The expected answer is all of the entries, written out exactly.

[Start of Attachment]

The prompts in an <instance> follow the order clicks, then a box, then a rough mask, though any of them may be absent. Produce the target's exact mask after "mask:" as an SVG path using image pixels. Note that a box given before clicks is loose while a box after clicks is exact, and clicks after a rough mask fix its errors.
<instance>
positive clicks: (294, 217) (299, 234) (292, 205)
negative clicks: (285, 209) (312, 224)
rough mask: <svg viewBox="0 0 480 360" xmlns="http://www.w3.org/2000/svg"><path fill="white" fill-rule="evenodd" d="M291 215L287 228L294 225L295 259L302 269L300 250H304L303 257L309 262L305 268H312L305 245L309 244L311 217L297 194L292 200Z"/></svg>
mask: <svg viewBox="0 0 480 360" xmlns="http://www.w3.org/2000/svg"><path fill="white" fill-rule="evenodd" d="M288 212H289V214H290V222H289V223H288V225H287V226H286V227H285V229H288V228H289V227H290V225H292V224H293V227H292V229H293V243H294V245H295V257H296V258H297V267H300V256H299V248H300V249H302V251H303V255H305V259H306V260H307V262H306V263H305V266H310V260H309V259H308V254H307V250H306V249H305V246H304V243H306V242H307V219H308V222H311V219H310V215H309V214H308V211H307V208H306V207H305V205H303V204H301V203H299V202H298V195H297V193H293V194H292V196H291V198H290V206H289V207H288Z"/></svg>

[End of Attachment]

**Response for this exercise:**
The prompts in an <instance> follow the order clicks, then a box, then a rough mask, though any of them may be absent. Produce the target's exact mask after "mask:" as an SVG path using image pixels. Note that a box given before clicks is loose while a box after clicks is exact, and clicks after a rough mask fix its errors.
<instance>
positive clicks: (294, 217) (299, 234) (292, 205)
negative clicks: (285, 209) (312, 224)
rough mask: <svg viewBox="0 0 480 360" xmlns="http://www.w3.org/2000/svg"><path fill="white" fill-rule="evenodd" d="M291 215L287 228L294 225L295 259L302 269L300 250H304L303 257L309 262L305 268H312L305 245L309 244L311 217L297 194L292 200Z"/></svg>
mask: <svg viewBox="0 0 480 360" xmlns="http://www.w3.org/2000/svg"><path fill="white" fill-rule="evenodd" d="M288 212H289V214H290V222H289V223H288V225H287V226H286V227H285V229H288V228H289V227H290V225H292V224H293V227H292V229H293V243H294V245H295V257H296V258H297V267H300V256H299V248H300V249H302V251H303V255H305V259H306V260H307V262H306V263H305V266H310V260H309V259H308V254H307V250H306V249H305V246H304V243H306V242H307V219H308V222H311V219H310V215H309V214H308V211H307V208H306V207H305V205H303V204H301V203H299V202H298V195H297V193H293V194H292V196H291V198H290V206H289V207H288Z"/></svg>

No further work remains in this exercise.